#### [REQUEST]
Copy the listing below word for word, starting at its first line and ending at the line containing "box: [94, 93, 191, 121]", including both of those lines.

Stored data
+--
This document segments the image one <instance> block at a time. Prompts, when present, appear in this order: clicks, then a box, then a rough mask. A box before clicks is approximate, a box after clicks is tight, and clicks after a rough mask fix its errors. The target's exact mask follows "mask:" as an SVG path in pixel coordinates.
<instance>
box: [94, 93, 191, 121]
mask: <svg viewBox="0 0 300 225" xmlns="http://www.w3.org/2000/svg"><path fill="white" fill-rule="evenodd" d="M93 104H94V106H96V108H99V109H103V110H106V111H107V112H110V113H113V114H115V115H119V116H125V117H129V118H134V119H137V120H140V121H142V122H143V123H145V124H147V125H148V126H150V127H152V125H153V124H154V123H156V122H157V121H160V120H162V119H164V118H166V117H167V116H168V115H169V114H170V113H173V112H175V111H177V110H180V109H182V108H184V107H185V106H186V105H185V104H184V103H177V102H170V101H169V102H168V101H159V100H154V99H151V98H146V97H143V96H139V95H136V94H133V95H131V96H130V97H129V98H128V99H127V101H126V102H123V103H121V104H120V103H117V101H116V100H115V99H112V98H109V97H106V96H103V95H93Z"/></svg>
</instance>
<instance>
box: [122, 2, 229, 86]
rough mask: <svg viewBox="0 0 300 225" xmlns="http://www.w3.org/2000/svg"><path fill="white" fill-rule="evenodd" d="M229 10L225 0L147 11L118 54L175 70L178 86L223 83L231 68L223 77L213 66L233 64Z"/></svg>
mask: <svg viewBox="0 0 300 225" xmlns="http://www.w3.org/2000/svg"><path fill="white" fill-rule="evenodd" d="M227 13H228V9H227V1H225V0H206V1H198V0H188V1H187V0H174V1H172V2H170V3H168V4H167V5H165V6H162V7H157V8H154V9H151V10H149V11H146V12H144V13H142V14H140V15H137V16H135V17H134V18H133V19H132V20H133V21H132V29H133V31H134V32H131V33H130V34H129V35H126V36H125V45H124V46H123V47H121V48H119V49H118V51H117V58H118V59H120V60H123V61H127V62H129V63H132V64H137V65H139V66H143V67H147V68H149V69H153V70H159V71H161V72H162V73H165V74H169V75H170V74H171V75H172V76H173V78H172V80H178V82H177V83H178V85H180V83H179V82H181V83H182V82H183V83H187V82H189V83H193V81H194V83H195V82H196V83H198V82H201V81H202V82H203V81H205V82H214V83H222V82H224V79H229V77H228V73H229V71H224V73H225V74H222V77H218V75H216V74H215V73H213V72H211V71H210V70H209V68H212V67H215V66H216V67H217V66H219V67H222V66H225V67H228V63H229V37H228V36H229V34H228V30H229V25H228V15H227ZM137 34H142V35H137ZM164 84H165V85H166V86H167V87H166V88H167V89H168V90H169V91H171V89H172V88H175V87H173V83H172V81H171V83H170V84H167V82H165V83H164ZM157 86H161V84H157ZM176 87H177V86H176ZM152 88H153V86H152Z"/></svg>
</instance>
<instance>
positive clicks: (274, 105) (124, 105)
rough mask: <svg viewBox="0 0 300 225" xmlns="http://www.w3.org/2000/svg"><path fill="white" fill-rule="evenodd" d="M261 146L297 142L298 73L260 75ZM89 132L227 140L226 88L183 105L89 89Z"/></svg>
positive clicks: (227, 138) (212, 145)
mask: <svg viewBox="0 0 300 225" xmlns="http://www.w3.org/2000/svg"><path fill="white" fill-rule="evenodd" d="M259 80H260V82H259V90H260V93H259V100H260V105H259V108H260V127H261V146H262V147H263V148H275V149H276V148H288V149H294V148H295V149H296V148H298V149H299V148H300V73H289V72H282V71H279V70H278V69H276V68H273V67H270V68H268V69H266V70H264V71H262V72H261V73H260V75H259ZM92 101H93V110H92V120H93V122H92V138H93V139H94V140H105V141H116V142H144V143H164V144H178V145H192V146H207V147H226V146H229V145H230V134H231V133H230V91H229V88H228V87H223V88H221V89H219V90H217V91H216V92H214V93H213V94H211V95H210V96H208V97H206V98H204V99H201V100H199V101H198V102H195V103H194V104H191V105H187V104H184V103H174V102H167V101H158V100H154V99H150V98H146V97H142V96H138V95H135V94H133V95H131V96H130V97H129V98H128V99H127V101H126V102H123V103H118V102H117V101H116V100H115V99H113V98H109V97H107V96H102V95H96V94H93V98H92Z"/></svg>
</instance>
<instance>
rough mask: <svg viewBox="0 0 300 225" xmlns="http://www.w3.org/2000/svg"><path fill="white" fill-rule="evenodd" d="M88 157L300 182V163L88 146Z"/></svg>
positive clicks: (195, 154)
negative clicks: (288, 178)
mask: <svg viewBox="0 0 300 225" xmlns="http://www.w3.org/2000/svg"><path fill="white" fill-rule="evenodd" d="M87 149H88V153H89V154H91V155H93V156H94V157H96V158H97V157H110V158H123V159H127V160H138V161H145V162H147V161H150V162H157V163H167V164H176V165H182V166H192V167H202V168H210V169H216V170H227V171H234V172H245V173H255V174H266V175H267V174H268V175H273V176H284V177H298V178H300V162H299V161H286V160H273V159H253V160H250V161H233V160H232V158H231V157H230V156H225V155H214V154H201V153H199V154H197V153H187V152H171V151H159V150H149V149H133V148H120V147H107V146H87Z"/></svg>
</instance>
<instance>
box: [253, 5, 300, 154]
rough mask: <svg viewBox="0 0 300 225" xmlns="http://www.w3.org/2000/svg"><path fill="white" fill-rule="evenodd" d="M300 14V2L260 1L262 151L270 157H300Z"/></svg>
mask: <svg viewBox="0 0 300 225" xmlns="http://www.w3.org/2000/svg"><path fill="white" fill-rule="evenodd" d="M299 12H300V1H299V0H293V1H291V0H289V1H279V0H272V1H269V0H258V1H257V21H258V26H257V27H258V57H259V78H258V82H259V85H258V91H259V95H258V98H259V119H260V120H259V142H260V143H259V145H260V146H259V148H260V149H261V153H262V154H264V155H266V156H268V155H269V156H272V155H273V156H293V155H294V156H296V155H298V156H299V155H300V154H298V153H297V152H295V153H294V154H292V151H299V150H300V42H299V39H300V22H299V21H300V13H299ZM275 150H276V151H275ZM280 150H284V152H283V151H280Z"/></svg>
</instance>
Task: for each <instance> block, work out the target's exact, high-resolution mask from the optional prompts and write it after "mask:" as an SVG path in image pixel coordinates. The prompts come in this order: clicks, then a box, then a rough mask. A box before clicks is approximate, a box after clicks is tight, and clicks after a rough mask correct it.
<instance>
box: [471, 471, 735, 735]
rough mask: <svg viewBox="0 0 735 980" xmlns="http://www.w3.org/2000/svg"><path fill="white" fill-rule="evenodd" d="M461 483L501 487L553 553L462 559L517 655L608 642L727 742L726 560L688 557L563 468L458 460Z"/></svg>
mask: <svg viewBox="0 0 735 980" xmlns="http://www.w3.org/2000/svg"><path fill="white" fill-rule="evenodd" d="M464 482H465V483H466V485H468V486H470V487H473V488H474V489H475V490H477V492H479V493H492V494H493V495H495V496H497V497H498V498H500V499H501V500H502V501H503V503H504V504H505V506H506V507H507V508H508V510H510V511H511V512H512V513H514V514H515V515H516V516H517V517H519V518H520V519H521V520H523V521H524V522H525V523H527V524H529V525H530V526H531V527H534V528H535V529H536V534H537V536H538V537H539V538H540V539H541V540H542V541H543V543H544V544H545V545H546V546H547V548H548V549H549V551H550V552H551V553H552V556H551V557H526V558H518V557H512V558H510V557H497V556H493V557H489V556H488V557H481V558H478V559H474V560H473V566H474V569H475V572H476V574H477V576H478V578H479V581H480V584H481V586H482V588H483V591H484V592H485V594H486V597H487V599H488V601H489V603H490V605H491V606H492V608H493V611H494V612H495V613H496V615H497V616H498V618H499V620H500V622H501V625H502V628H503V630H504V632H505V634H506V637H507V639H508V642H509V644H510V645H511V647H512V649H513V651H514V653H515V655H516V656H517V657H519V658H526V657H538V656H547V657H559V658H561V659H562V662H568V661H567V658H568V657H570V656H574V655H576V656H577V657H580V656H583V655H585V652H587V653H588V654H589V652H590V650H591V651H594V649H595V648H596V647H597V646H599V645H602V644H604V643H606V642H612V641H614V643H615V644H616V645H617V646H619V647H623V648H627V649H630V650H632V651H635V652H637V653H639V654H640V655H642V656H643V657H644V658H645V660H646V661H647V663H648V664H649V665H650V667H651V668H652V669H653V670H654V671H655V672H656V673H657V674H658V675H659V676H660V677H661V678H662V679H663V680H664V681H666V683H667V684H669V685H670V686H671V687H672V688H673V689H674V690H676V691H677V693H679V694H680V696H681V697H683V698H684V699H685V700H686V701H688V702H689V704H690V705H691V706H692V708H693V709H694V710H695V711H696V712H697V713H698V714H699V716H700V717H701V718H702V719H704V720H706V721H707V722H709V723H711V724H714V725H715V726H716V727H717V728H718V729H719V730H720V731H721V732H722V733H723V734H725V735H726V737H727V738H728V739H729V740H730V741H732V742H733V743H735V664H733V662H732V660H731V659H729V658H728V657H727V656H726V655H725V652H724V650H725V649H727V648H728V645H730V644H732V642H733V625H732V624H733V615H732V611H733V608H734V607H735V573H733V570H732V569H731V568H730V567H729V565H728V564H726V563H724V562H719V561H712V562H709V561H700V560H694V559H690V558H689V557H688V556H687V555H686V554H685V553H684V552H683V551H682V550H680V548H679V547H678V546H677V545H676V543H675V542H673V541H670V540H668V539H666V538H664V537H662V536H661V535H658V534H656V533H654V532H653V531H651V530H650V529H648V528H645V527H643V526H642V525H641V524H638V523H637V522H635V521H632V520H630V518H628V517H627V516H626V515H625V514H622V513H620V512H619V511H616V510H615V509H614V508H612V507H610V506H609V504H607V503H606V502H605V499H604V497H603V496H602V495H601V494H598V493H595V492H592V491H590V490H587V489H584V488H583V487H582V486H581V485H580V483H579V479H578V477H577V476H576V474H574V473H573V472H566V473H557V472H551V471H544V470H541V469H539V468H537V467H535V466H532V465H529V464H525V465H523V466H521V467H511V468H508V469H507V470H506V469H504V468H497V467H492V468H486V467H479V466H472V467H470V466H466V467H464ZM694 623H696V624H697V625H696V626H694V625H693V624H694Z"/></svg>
+--
#### [SOLUTION BELOW]
This document segments the image one <instance> block at a time. Prompts, when present, appear in this order: clicks, then a box, then a rough mask. A box before clicks is approximate, a box after clicks is tight, and clicks after a rough mask fix its errors. The target's exact mask follows "mask:" as an SVG path in pixel coordinates.
<instance>
box: [94, 93, 191, 121]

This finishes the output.